▶ _TASK TO CARRY OUT_:
Write out, word for word, the part of the espresso forum thread below that runs from "There is no" up to and including "experimenting and practice.".

PROVIDED PASSAGE section start

# Harder than I expected :(



## Crippy (Sep 30, 2017)

Hi Guys,

Finally set up my Silvia and Sage grinder pro tonight.

Pulled about 6 shots and still struggling to get anything worthwhile.

First shot flowed too quick then the rest hardly anything came out.

Grinding between settings 7-13. Using the crappy tamper which doesnt even reach the sides of the basket either.

Not sure what im doing wrong tbh so would be really grateful if you guys to give me some advice.

Thanks


----------



## MildredM (Feb 13, 2017)

Crippy said:


> Hi Guys,
> 
> Finally set up my Silvia and Sage grinder pro tonight.
> 
> ...


I am sure I speak for everyone when I say we've all been there! Don't get disheartened, get a good sleep, relax a bit, and don't panic. The first few days are the stuff of nightmares!

You will need a proper tamper


----------



## igm45 (Mar 5, 2017)

MildredM said:


> I am sure I speak for everyone when I say we've all been there! Don't get disheartened, get a good sleep, relax a bit, and don't panic. The first few days are the stuff of nightmares!
> 
> You will need a proper tamper


Completely echo Mildreds sentiments:

I documented my failings on this thread:

https://r.tapatalk.com/shareLink?url=https%3A%2F%2Fcoffeeforums%2Eco%2Euk%2Fshowthread%2Ephp%3Ft%3D37787&share_tid=37787&share_fid=6813&share_type=t

OMG shes a spurter


----------



## Jony (Sep 8, 2017)

I hear you, your not the only one. I jumped in with two feet!! persevere I have no patience.


----------



## Crippy (Sep 30, 2017)

Probably should have bought some cheap beans to practice with too instead of my nice ones


----------



## ZappyAd (Jul 19, 2017)

Crippy said:


> Probably should have bought some cheap beans to practice with too instead of my nice ones


I think practicing with the nice beans that you want to end up using is the way to go. In the short term it costs a bit more but you will be getting better making the kind of coffee you want to drink. No real point getting good at making a drink you don't like.

having said that if your grinder is brand new it will probably need a few kg of beans run through it it get it to settle down. That's when you can use the cheaper beans. My experience with a new grinder was that the resulting grind was very variable until it had been used a bit.

There is no way round it though - to start with it is tough to get a good shot. You just have to figure out where your inconsistencies are (grind, weighing, tamp, temperature, pressure etc) and then bring them under control over time with a bit of experimenting and practice.


----------



## Nopapercup (Nov 6, 2016)

As Mildred said we all go through it at first. I probably went through a few bags of beans before I pulled a decent shot.

PROVIDED PASSAGE section end
STORED DATA section start

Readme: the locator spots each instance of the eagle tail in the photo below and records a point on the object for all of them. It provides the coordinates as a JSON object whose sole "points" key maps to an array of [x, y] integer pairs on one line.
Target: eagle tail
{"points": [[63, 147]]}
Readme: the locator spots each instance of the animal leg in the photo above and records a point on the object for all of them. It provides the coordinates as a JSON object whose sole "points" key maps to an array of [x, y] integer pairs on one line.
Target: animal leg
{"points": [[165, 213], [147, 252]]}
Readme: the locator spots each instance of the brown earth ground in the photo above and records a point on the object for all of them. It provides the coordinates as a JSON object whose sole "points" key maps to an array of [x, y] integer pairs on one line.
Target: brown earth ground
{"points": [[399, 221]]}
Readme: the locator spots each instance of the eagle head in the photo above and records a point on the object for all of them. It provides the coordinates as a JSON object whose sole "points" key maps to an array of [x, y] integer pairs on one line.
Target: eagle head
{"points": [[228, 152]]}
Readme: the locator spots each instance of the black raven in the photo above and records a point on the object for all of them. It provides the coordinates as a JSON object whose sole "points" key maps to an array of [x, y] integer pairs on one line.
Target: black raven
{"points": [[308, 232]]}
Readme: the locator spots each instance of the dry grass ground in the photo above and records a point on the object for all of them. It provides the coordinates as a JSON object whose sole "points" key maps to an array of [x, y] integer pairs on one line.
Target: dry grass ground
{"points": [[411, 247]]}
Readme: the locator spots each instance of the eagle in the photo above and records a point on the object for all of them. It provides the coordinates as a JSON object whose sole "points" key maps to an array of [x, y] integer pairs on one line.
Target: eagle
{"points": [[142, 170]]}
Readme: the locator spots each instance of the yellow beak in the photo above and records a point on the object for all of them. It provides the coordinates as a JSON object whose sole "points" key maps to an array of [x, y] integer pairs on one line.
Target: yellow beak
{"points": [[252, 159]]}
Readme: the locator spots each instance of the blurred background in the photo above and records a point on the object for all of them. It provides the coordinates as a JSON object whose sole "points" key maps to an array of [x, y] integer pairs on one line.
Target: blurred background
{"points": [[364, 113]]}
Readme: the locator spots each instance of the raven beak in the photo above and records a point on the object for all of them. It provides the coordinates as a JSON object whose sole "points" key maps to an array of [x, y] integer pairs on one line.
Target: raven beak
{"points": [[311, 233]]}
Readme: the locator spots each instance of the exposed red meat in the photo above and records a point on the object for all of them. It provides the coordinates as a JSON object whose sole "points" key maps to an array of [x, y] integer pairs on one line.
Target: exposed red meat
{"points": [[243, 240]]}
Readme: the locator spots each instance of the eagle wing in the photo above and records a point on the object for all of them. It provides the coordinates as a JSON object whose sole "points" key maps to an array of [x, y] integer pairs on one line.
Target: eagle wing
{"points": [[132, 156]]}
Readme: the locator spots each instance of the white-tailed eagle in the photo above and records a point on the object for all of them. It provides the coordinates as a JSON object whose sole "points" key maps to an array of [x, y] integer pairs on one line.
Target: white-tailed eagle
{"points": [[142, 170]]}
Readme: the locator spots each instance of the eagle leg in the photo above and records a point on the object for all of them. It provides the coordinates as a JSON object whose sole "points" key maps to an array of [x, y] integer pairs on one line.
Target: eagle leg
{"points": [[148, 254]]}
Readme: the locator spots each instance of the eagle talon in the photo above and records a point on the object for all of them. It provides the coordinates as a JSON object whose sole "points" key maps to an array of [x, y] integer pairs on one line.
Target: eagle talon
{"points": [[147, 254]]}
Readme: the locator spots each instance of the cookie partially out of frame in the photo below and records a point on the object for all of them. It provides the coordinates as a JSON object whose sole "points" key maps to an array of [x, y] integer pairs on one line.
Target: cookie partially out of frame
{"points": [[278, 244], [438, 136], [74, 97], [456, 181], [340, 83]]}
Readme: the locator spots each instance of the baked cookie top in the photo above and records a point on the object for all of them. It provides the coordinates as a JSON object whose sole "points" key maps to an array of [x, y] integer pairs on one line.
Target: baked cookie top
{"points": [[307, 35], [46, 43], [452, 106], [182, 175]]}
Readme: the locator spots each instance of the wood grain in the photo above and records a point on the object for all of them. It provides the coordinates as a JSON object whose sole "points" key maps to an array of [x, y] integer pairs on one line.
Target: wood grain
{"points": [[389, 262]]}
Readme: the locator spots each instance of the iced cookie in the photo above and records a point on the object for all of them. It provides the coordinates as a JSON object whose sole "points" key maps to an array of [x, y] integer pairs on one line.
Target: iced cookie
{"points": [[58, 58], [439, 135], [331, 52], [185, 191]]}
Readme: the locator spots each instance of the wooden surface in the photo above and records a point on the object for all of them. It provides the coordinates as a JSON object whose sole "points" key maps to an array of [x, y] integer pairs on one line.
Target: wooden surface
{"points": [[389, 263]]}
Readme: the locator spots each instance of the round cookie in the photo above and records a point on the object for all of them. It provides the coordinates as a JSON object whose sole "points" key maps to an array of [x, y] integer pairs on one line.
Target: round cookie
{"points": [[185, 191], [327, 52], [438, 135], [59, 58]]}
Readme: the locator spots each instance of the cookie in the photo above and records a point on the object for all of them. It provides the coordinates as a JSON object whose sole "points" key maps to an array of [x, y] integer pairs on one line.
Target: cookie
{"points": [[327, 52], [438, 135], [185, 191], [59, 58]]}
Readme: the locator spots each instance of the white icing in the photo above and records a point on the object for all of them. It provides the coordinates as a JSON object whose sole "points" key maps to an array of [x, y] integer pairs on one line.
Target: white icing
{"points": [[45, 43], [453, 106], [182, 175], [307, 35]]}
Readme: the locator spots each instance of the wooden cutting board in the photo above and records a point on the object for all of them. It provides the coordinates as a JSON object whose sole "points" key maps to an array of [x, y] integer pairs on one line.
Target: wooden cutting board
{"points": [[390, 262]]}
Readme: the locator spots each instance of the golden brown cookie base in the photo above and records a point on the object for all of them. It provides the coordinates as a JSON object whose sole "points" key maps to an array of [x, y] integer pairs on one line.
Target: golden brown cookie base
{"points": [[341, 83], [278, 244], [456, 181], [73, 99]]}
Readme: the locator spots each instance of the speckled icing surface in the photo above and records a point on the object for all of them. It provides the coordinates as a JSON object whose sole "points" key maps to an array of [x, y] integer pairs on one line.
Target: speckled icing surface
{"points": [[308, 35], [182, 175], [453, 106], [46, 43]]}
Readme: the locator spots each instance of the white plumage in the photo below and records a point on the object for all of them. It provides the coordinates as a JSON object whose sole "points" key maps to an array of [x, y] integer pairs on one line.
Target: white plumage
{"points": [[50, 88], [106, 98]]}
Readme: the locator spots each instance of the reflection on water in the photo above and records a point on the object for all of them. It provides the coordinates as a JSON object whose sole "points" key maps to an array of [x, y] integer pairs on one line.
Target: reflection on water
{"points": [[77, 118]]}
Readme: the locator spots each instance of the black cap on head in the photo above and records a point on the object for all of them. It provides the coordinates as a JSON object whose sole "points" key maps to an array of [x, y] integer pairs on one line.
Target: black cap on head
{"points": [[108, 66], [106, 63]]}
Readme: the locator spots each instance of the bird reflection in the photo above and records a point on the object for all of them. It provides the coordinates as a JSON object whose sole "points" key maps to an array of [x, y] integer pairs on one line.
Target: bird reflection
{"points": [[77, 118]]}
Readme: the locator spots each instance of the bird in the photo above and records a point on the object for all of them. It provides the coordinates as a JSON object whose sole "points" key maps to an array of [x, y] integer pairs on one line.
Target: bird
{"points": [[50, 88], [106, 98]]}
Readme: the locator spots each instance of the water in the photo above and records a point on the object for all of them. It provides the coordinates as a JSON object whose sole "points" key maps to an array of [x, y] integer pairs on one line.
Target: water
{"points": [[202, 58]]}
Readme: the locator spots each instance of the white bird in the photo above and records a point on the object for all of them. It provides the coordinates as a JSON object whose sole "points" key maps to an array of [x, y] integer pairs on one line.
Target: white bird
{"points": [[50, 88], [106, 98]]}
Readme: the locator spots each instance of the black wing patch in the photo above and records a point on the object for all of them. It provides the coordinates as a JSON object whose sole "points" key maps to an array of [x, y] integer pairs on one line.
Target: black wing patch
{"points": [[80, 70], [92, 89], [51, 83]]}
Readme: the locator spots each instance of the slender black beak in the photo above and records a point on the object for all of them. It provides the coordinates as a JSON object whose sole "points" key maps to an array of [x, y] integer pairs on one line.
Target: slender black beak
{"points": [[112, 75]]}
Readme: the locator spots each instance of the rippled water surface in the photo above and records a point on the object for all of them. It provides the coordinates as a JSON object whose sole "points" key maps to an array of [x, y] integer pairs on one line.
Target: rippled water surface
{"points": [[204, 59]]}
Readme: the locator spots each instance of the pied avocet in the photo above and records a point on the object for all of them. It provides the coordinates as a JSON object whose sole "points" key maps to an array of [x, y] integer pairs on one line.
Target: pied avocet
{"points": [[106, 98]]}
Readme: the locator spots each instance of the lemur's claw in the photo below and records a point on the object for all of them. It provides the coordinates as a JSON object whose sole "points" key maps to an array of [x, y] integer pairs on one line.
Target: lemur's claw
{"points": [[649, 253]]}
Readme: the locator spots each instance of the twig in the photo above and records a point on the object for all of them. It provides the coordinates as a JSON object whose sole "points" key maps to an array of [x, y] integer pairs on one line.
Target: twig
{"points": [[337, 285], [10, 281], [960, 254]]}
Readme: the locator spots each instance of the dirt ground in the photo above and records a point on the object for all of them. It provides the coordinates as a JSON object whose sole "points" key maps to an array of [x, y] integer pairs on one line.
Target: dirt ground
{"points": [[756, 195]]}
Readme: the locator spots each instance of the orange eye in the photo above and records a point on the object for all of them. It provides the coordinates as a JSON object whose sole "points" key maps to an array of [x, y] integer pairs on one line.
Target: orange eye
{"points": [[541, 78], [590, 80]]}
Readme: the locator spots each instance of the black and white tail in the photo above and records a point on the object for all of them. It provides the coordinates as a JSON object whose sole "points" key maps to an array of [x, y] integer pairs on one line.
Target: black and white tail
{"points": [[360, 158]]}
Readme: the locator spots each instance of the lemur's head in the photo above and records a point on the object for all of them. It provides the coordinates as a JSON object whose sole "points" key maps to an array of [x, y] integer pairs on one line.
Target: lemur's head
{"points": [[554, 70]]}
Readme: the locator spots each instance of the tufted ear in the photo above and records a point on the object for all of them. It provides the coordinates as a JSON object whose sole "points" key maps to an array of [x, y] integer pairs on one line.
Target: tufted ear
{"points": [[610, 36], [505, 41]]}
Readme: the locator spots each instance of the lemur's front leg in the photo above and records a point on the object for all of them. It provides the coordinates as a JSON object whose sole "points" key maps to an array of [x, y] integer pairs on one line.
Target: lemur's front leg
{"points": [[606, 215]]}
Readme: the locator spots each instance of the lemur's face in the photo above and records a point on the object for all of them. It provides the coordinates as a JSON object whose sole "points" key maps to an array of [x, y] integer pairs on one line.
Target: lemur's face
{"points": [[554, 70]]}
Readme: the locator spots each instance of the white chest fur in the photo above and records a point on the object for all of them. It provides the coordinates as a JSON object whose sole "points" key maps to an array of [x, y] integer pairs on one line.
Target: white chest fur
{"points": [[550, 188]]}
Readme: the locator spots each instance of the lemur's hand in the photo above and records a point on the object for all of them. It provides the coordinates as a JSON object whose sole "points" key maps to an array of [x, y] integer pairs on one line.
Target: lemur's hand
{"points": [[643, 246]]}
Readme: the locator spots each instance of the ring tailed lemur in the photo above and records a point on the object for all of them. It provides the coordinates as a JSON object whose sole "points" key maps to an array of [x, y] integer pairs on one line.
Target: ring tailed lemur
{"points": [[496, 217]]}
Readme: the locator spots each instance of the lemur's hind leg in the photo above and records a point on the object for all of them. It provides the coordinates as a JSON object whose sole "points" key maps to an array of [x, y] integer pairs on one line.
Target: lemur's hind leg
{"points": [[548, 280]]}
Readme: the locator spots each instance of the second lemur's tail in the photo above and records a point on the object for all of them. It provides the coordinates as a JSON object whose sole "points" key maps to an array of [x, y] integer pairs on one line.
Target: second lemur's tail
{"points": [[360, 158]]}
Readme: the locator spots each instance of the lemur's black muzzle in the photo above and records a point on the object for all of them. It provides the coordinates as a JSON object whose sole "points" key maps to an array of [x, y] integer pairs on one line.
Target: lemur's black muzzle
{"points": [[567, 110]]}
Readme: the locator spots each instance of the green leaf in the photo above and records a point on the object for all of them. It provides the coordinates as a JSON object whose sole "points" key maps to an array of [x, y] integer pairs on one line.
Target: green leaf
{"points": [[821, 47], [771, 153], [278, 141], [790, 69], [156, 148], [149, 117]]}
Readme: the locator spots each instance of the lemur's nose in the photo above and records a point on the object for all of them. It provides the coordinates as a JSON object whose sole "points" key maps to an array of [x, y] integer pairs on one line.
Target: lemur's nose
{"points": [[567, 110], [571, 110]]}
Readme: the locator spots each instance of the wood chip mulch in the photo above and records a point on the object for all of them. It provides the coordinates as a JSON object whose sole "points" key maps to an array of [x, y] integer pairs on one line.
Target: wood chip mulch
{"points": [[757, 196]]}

STORED DATA section end

▶ _SOLUTION_:
There is no way round it though - to start with it is tough to get a good shot. You just have to figure out where your inconsistencies are (grind, weighing, tamp, temperature, pressure etc) and then bring them under control over time with a bit of experimenting and practice.